**Tarea 1:**
Transcribe, por favor, del fragmento sobre los ángeles y el Espíritu Santo el tramo que va desde "Hay que recordar" hasta "en sus luchas.".
**Tarea 2:**
Indica si cada afirmación concuerda con el fragmento sobre los ángeles y el Espíritu Santo, respondiendo sí o no y citando literalmente las palabras que lo deciden: (a) a cada persona se le ha asignado un ángel de la guarda; (b) el cardenal sostiene que lo diametralmente opuesto a lo demoníaco es la Virgen María; (c) la fe admite que se aísle alguno de sus elementos.
**Tarea 3:**
Prosigue el fragmento sobre los ángeles y el Espíritu Santo a partir del punto en que se detiene.

**Extracto proporcionado:**
Hay que recordar asimismo a los creyentes —para no desequilibrar la verdad católica— la otra vertiente que la Iglesia ha mantenido siempre, de acuerdo con la Sagrada Escritura: la existencia de los ángeles fieles a Dios, seres espirituales que viven en comunión con los hombres para ayudarles en sus luchas.
Desde luego que todo esto resulta «escandaloso» para una mentalidad moderna que presume de abarcar toda la realidad con su propio conocimiento. Pero la fe es un conjunto plenamente integrado y no se puede aislar o quitar ningún elemento de su complejo entramado. junto a los ángeles misteriosamente «caídos», que recibieron un misterioso papel de tentadores, resplandece «la visión luminosa de un pueblo espiritual unido a los hombres por la caridad. Un mundo que tiene un gran espacio en la liturgia tanto del Occidente como del Oriente cristianos; en él arraiga la confianza en esa nueva prueba de solicitud de Dios por los hombres cual es «el ángel de la guarda», que ha sido asignado a cada uno, y al que se dirige una de las oraciones más queridas y difundidas de toda la cristiandad. Se trata de una presencia benéfica que la conciencia del pueblo de Dios ha acogido siempre como una nueva muestra de la Providencia, del interés del Padre por sus hijos».
El cardenal subraya, sin embargo, que «la Realidad diametralmente opuesta a las categorías de lo demoníaco es la tercera persona de la Trinidad, el Espíritu Santo». Y lo explica: «Satanás es esencialmente el disgregador, el destructor de toda relación: la del hombre consigo mismo o con los demás. Por lo tanto, es exactamente lo contrario al Espíritu Santo, el «Intermediario» absoluto que establece la relación sobre la que se fundamentan, y de la que se derivan, todas las demás relaciones: la relación trinitaria, mediante la cual el Padre y el Hijo constituyen una sola cosa, el Dios único en la unidad del Espíritu».

**Extracto de datos:**
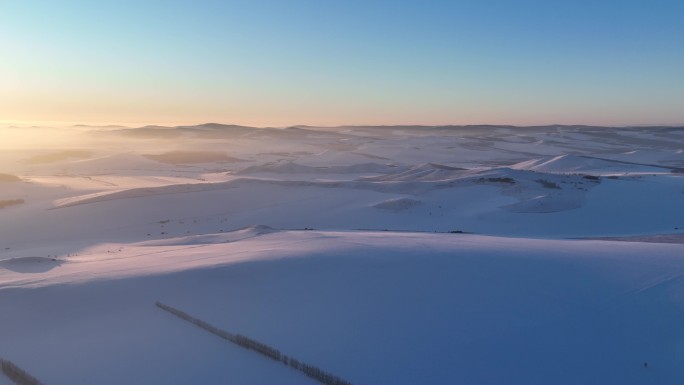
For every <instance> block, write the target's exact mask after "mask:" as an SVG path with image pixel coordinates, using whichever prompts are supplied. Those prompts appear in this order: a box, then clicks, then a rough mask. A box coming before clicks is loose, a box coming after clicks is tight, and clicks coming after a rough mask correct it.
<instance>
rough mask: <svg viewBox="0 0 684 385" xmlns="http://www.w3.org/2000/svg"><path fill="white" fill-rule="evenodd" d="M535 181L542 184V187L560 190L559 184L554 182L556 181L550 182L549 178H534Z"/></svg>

**Respuesta escrita 1:**
Hay que recordar asimismo a los creyentes —para no desequilibrar la verdad católica— la otra vertiente que la Iglesia ha mantenido siempre, de acuerdo con la Sagrada Escritura: la existencia de los ángeles fieles a Dios, seres espirituales que viven en comunión con los hombres para ayudarles en sus luchas.

**Respuesta escrita 2:**
(a) Sí: "«el ángel de la guarda», que ha sido asignado a cada uno".
(b) No: "la Realidad diametralmente opuesta a las categorías de lo demoníaco es la tercera persona de la Trinidad, el Espíritu Santo".
(c) No: "no se puede aislar o quitar ningún elemento de su complejo entramado".

**Respuesta escrita 3:**
El retorno del Espíritu
Actualmente —le comento— se está produciendo un redescubrimiento del Espíritu Santo, que quizás estaba demasiado olvidado en la teología occidental. Y se trata de un redescubrimiento no sólo teórico, sino que arrastra cada vez a mayor número de gente mediante los movimientos denominados «Renovación carismática» o «en el Espíritu».
«Ciertamente es así —me confirma—. El período posconciliar no parece haber correspondido mucho a las esperanzas de Juan XXIII, quien se prometía un «nuevo Pentecostés». Sin embargo, su oración no ha sido desoída: en medio del corazón de un mundo desertizado por el escepticismo racionalista ha surgido una nueva experiencia del Espíritu Santo que ha alcanzado las proporciones de un movimiento de renovación a escala mundial. Lo que nos narra el Nuevo Testamento sobre los carismas que se manifestaron como signos visibles de la venida del Espíritu Santo no es mera historia antigua, concluida ya para siempre; esta historia se repite hoy bullente de actualidad».
Y no es una casualidad —añade subrayando y reforzando su visión del Espíritu Santo como antítesis de lo demoníaco— el que «mientras una teología reduccionista trata al demonio y al mundo de los espíritus malos como si fueran meras etiquetas, por el contrario en el ámbito de la Renovación ha surgido una nueva y concreta toma de conciencia sobre las potencias del Mal, aunque, claro está, unida a la serena certeza sobre el poder de Cristo al que todo ha sido sometido».
Por su propia misión institucional, el cardenal —en este punto al igual que en otros— se detiene a examinar las otras posibles caras de la medalla. En lo que respecta al movimiento carismático advierte: «Ante todo hay que salvar el equilibrio, evitar un énfasis exclusivo en el Espíritu, que, como nos dice el mismo Jesús, no «habla por si mismo», sino que vive y actúa dentro de la vida trinitaria». Tal énfasis «podría llevar a establecer una oposición entre la Iglesia organizada sobre la jerarquía (fundada a su vez sobre Cristo) y una Iglesia «carismática», basada solamente en la «libertad del Espíritu», una Iglesia que se considerara a sí misma como un «acontecer» continuamente renovado».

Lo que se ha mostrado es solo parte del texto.